Repeat the entries word for word, starting with the first one and stopping after the line that contains "[405,262,483,373]". Leave the pictures out of your answer.
—————
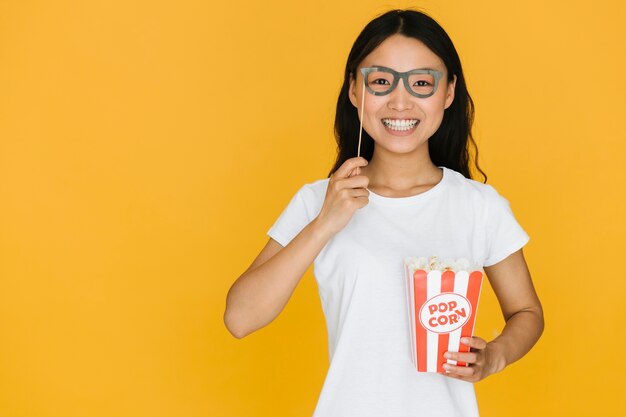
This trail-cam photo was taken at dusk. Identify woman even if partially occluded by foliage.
[224,10,543,417]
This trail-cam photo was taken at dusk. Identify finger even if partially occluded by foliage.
[443,352,478,363]
[334,156,368,178]
[461,336,487,350]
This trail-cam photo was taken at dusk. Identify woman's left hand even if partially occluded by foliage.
[443,336,506,382]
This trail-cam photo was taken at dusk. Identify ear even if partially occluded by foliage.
[444,74,456,109]
[348,74,359,109]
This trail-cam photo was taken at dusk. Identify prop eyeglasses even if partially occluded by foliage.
[357,67,443,156]
[361,67,443,98]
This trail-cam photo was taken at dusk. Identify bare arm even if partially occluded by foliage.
[444,249,544,382]
[224,220,330,338]
[224,158,369,338]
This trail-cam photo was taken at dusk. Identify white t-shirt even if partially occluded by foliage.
[267,167,529,417]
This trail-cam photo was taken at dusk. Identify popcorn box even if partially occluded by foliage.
[404,257,483,373]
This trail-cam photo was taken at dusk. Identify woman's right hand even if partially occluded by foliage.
[316,157,369,235]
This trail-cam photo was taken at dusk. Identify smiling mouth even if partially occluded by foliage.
[381,119,420,131]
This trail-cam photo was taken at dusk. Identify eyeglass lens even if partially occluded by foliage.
[367,71,435,95]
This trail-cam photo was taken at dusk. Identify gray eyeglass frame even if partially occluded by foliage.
[361,67,443,98]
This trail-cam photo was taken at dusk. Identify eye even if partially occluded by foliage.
[372,78,389,85]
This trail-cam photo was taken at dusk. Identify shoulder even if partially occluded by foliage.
[446,168,499,200]
[447,168,509,213]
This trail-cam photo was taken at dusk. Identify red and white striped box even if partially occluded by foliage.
[405,262,483,373]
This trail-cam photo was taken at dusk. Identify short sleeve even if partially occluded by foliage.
[267,186,311,247]
[483,186,530,266]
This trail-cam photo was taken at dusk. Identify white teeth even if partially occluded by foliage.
[382,119,419,130]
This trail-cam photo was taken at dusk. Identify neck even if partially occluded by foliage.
[361,142,442,192]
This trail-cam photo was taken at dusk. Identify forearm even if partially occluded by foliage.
[224,220,331,338]
[489,307,544,371]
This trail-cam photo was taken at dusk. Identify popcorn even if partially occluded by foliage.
[404,256,483,372]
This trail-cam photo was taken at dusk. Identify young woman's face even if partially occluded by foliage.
[349,34,456,153]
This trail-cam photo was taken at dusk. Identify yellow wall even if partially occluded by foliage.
[0,0,626,417]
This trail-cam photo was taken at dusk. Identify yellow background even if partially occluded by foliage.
[0,0,626,417]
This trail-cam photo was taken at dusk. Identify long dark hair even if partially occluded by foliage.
[328,10,487,183]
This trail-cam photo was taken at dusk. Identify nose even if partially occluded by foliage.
[387,81,413,111]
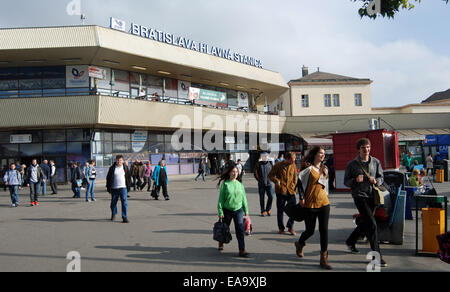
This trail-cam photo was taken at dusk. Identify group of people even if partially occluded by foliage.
[217,138,387,270]
[3,159,58,207]
[106,155,170,223]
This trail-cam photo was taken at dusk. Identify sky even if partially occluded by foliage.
[0,0,450,107]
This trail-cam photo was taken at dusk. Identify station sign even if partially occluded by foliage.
[110,17,263,68]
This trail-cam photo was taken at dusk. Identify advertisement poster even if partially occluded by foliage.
[131,131,148,153]
[189,87,227,107]
[238,91,249,107]
[178,80,191,99]
[66,65,89,88]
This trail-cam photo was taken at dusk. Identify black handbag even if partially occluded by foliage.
[213,219,233,243]
[284,201,306,222]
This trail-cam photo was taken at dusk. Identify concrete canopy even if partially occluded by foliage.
[0,26,289,105]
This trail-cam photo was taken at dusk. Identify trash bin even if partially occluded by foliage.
[405,187,419,220]
[435,168,444,183]
[444,159,450,181]
[422,208,445,253]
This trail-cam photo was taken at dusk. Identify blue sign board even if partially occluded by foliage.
[110,17,263,68]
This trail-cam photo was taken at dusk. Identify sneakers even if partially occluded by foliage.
[345,241,359,254]
[239,249,249,258]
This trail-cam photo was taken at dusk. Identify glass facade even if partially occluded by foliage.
[0,65,253,111]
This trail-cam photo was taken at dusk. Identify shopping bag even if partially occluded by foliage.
[213,219,232,243]
[244,216,253,236]
[284,201,306,222]
[437,232,450,264]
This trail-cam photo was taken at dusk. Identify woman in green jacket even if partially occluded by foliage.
[217,165,248,257]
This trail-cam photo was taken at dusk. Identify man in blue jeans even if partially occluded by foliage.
[26,159,45,206]
[253,153,273,217]
[106,155,131,223]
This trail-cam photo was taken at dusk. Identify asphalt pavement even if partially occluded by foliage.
[0,175,450,272]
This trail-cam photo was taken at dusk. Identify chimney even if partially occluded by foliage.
[302,65,309,77]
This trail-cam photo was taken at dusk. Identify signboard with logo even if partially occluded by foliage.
[131,131,148,153]
[189,87,227,107]
[178,80,191,99]
[66,65,89,88]
[9,134,33,144]
[89,66,106,79]
[238,91,248,107]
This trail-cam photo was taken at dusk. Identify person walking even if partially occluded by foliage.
—————
**Written solution:**
This trail-cam photo was taken at dusk. Identify woman even if partially occluded by foliage.
[224,10,543,417]
This trail-cam photo was taken at dusk. Identify finger even if partially occluded by foliage.
[443,352,478,363]
[334,156,368,178]
[461,336,487,350]
This trail-cam photo was taken at dusk. Identify woman's left hand even if partially occluded by foliage.
[443,336,506,382]
This trail-cam photo was taken at dusk. Identify ear even if partially occluded by foliage.
[444,74,456,109]
[348,74,359,109]
This trail-cam photo was taken at dusk. Identify prop eyeglasses even if partially occluded by foliage.
[357,67,443,156]
[361,67,443,98]
This trail-cam photo was taken at dusk. Identify bare arm even if partially occluded by foliage.
[444,249,544,382]
[224,220,330,338]
[224,158,369,338]
This trail-cam photo was taken at dusk. Identify white t-shirt even if partially occluded by foliage.
[267,167,529,417]
This trail-cam photo was taken at dusk. Identify popcorn box even if partially occluded by foliage.
[404,257,483,373]
This trail-cam photo was taken at dusk. Identify woman's right hand even if partially occluded by foliage.
[316,157,369,235]
This trail-cam photo was taken at dusk. Identify smiling mouth even if partially occluded by foliage.
[381,119,420,131]
This trail-cam photo was taken at dusk. Identify eyeglass lens even if partially occluded by foliage.
[367,71,435,95]
This trail-cam photo was taken at dusk. Identify gray eyeglass frame even if partially occluded by foliage.
[361,67,443,98]
This trail-cam photo was taken at dusk. Identify eye even if partially occluded by foliage.
[372,78,389,85]
This trail-cam photo was taken at dusk. Identify shoulder even if partially occluded by foliage.
[446,168,499,200]
[447,168,509,213]
This trail-cam photo was taken at dusk. Identify red and white striped box even if partially occluded by foliage.
[405,262,483,373]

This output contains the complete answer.